But he has not lost any of his political convictions in the years since the assassination attempt - five of which were spent in a mental institution. And the campaign literature that he has already printed reveals an odd brand of utopianism.


He proposes price controls to create a more egalitarian society and 24-hour surveillance for bureaucrats to combat corruption.


But his most novel proposal is for every citizen to be granted the right to declare independence on his own 11-hectare plot of land, provided free by the government. These mini-states could then be bought and sold. This way, like-minded people could buy a certain amount of land close to each other and form a truly democratic state.


For now, however, Shmonov has a much more banal goal: to make it through the election commission's registration. On Sunday, he submitted the required 5,000 signatures to the 206th district's election commission in St. Petersburg. The commission said it will determine whether the signatures are authentic by Nov. 2.


But if he is registered as a candidate, Shmonov is in for a serious fight. Among the 21 candidates who hope to run in the 206th district are Sergei Tsyplyayev, President Boris Yeltsin's official representative in St. Petersburg, and controversial television journalist and Duma Deputy Alexander Nevzorov.


Shmonov, whose Party of Establishing All Prices and Wages Within Private Businessby the State claims 50 members, said he believes he has a 5 percent to 10 percent chance of winning.


"It does not matter much if I win or not," Shmonov said, his hands folded neatly on the table. "I am running primarily for the sake of letting the people know about my party's program. I am running for the sake of the people."


Likewise, it was for the people's sake, he said, that he fired a rifle at Gorbachev on Nov. 7, 1990, in the middle of a Revolution Day parade on Red Square.


"I wanted to kill Gorbachev - or rather, I wanted to take revenge," Shmonov, 47, calmly recounted this week.

# # # #

- **QUESTIONS ON THE MATERIAL**
A) Translate this sentence from the text about Shmonov's campaign into Spanish: "These mini-states could then be bought and sold."
B) List every campaign proposal by Shmonov that the text about his campaign describes.
C) For each statement, say whether it agrees with the text about Shmonov's campaign, and quote the words that decide it.
(i) Shmonov turned in 5,000 signatures on Sunday.
(ii) Shmonov's party claims 500 members.
(iii) Shmonov spent five years in a mental institution.
Work only from the text about Shmonov's campaign.

Image-backed grounding data:
# # # #

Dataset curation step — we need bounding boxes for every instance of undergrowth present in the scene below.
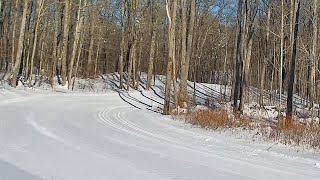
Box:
[179,109,320,150]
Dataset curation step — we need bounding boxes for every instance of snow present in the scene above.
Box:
[0,76,320,180]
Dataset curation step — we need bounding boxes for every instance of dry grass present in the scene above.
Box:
[186,110,255,129]
[270,119,320,149]
[184,109,320,150]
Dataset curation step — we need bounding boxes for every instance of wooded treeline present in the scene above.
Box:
[0,0,320,121]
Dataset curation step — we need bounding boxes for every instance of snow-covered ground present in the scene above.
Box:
[0,75,320,180]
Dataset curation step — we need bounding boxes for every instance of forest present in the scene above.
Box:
[0,0,320,121]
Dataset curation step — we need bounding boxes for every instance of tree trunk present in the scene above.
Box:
[259,1,272,107]
[309,0,318,118]
[179,0,188,107]
[61,0,70,86]
[233,1,243,111]
[119,0,127,89]
[68,0,86,89]
[29,0,44,87]
[146,1,159,91]
[11,0,29,87]
[180,0,196,107]
[163,0,178,115]
[286,0,300,123]
[87,6,96,78]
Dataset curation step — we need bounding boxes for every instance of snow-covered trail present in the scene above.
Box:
[0,92,320,180]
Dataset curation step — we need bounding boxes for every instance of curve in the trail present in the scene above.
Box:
[95,107,320,180]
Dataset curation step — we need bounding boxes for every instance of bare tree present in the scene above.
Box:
[11,0,29,87]
[286,0,300,123]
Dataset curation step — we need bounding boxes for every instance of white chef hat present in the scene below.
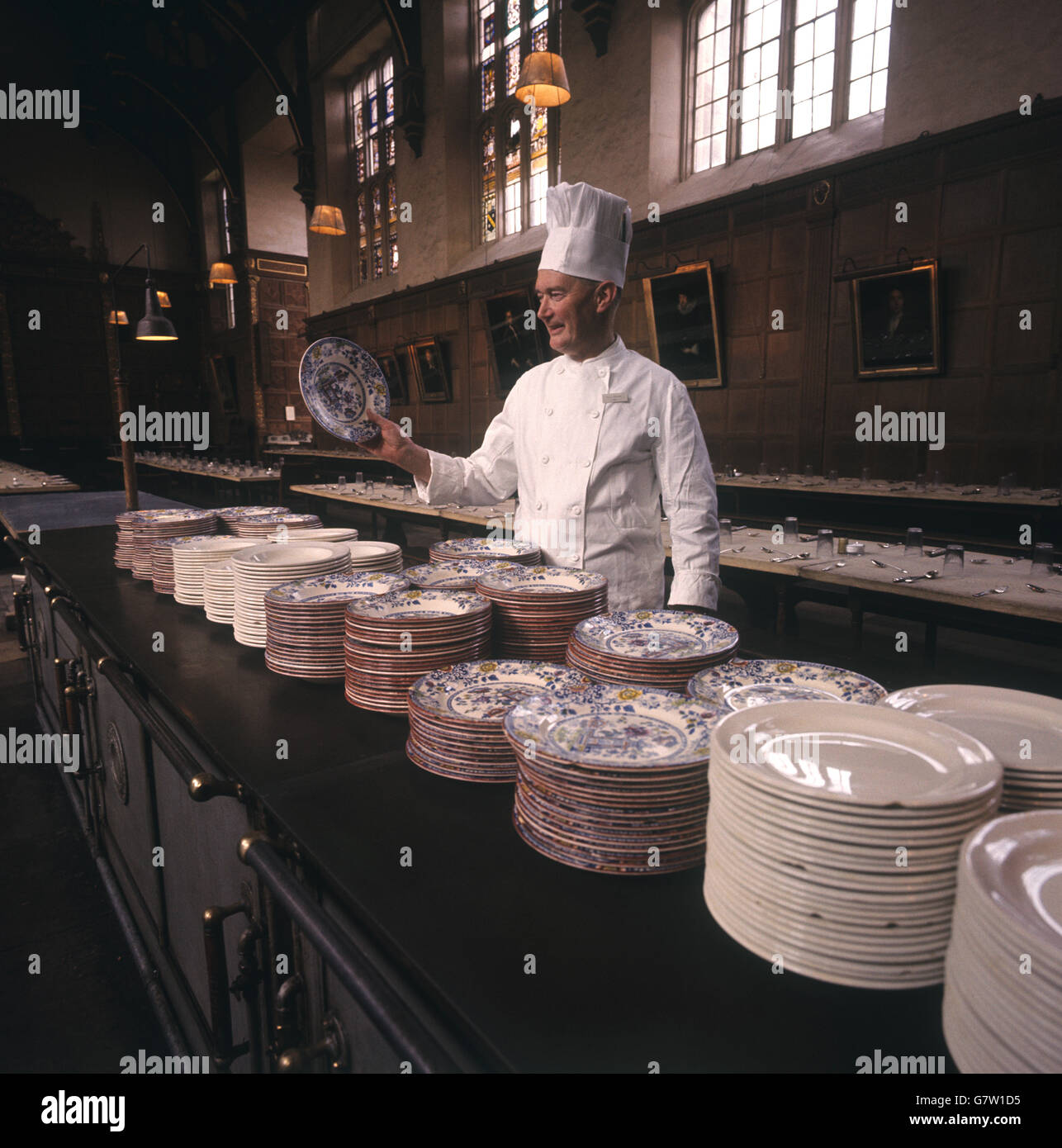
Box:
[538,183,632,287]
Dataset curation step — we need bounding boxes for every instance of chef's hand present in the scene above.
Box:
[362,411,432,482]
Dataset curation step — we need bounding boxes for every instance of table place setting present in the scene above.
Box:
[405,659,590,783]
[942,809,1062,1074]
[704,701,1003,989]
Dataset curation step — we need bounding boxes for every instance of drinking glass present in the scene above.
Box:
[1032,542,1055,572]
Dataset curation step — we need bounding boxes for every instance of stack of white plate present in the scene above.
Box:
[203,556,236,626]
[173,534,254,622]
[402,558,523,590]
[476,566,609,662]
[152,534,217,594]
[883,685,1062,812]
[229,513,320,542]
[405,659,590,782]
[344,590,491,714]
[268,526,358,542]
[344,542,402,574]
[230,542,350,648]
[505,684,721,874]
[214,506,291,532]
[685,657,885,709]
[429,538,542,566]
[130,507,218,582]
[704,701,1003,989]
[567,610,738,690]
[264,571,409,680]
[944,809,1062,1074]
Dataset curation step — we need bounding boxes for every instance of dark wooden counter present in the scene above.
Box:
[21,527,946,1074]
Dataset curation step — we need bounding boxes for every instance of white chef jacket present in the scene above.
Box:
[417,336,718,610]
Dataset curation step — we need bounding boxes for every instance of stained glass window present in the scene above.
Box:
[472,0,560,242]
[349,56,398,282]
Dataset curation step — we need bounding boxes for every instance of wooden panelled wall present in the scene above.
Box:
[308,106,1062,486]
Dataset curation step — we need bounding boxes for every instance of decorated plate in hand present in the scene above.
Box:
[571,610,738,662]
[298,338,391,442]
[686,657,885,709]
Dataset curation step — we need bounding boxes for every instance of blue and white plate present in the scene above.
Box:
[505,685,724,771]
[571,610,738,662]
[410,660,589,724]
[686,657,885,709]
[298,336,391,442]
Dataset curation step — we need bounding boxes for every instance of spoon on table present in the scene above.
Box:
[870,558,910,574]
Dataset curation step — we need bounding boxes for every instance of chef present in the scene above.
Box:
[363,183,718,610]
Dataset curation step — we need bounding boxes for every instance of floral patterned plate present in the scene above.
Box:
[298,338,391,442]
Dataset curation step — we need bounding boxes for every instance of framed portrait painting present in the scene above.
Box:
[406,336,453,403]
[852,259,941,379]
[642,262,723,389]
[483,291,545,398]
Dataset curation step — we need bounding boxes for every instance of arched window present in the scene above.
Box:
[686,0,892,173]
[473,0,560,242]
[347,56,398,283]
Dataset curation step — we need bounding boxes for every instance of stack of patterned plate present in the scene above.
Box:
[685,657,885,709]
[152,534,217,594]
[882,685,1062,810]
[173,534,255,622]
[230,542,350,648]
[704,701,1003,989]
[344,542,402,574]
[130,509,218,582]
[230,515,320,542]
[203,554,236,626]
[505,685,718,874]
[344,589,491,713]
[567,610,738,690]
[476,566,609,662]
[402,558,523,590]
[214,506,291,533]
[405,662,590,782]
[429,538,542,566]
[264,571,409,678]
[944,809,1062,1074]
[268,526,358,542]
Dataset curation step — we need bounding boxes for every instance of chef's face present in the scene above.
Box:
[535,271,609,360]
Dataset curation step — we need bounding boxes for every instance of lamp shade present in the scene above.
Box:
[310,203,347,235]
[136,279,177,344]
[210,263,238,287]
[517,52,571,108]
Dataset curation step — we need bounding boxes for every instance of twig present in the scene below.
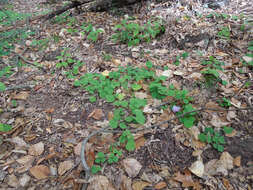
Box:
[11,50,47,72]
[231,80,252,98]
[80,104,253,190]
[5,84,33,91]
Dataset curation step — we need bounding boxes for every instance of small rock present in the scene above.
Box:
[123,158,142,177]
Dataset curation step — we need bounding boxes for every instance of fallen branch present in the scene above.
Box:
[80,104,253,190]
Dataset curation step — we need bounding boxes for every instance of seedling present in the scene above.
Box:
[0,82,6,92]
[219,98,232,108]
[81,23,104,43]
[217,26,231,40]
[112,19,165,46]
[0,123,12,132]
[198,126,233,152]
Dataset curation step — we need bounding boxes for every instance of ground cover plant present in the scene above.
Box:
[0,0,253,190]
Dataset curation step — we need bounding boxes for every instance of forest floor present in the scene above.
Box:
[0,0,253,190]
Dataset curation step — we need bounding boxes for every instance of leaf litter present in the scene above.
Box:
[0,0,253,190]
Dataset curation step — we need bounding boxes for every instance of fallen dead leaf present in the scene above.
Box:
[135,136,146,150]
[88,109,104,120]
[19,174,31,187]
[58,160,74,175]
[233,156,242,167]
[30,165,50,179]
[28,142,44,156]
[189,160,205,177]
[87,175,115,190]
[219,152,234,170]
[210,114,230,128]
[222,178,231,189]
[123,158,142,177]
[132,181,150,190]
[17,155,35,165]
[120,175,132,190]
[155,181,167,189]
[7,174,20,188]
[12,91,29,100]
[174,170,202,190]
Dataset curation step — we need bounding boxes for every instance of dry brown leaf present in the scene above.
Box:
[219,152,234,170]
[45,108,54,114]
[123,158,142,177]
[155,181,167,189]
[12,91,29,100]
[88,109,104,120]
[174,170,201,190]
[17,155,35,165]
[30,165,50,179]
[58,160,74,175]
[233,156,242,167]
[205,102,220,113]
[210,114,230,128]
[222,178,231,189]
[189,160,205,177]
[87,175,115,190]
[7,174,20,188]
[135,136,146,150]
[86,146,96,167]
[28,142,44,156]
[132,181,150,190]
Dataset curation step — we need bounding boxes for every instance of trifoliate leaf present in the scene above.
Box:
[89,96,97,103]
[198,133,206,142]
[119,122,127,129]
[183,116,195,128]
[126,139,135,151]
[0,123,12,132]
[109,119,118,129]
[131,84,142,91]
[219,136,225,144]
[0,82,6,92]
[146,61,153,69]
[223,126,234,134]
[217,144,224,152]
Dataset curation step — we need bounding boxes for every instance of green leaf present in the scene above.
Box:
[0,82,6,92]
[89,96,97,103]
[0,123,12,132]
[146,61,153,69]
[183,116,195,128]
[248,46,253,51]
[198,133,206,142]
[223,126,234,134]
[207,133,212,143]
[133,109,146,125]
[126,139,135,151]
[105,94,115,102]
[109,119,118,129]
[91,165,102,174]
[131,84,142,91]
[119,122,127,129]
[217,144,224,152]
[218,136,225,144]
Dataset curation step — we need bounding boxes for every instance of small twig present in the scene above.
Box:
[11,50,47,72]
[231,80,252,98]
[80,107,253,190]
[5,85,33,91]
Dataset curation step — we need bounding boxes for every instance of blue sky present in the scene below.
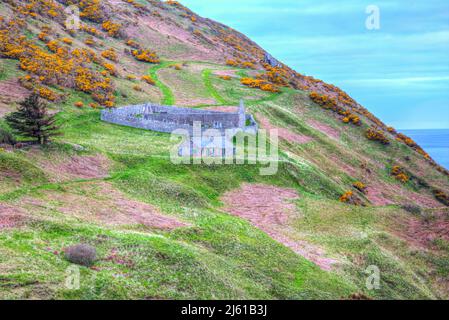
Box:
[181,0,449,129]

# # # #

- **ANSWERS FOR EACH ITEM**
A) Estos miniestados podrían entonces comprarse y venderse.

B)
- Price controls to create a more egalitarian society
- 24-hour surveillance for bureaucrats to combat corruption
- The right of every citizen to declare independence on his own 11-hectare plot of land, provided free by the government

C)
(i) Yes: "On Sunday, he submitted the required 5,000 signatures"
(ii) No: "claims 50 members"
(iii) Yes: "five of which were spent in a mental institution"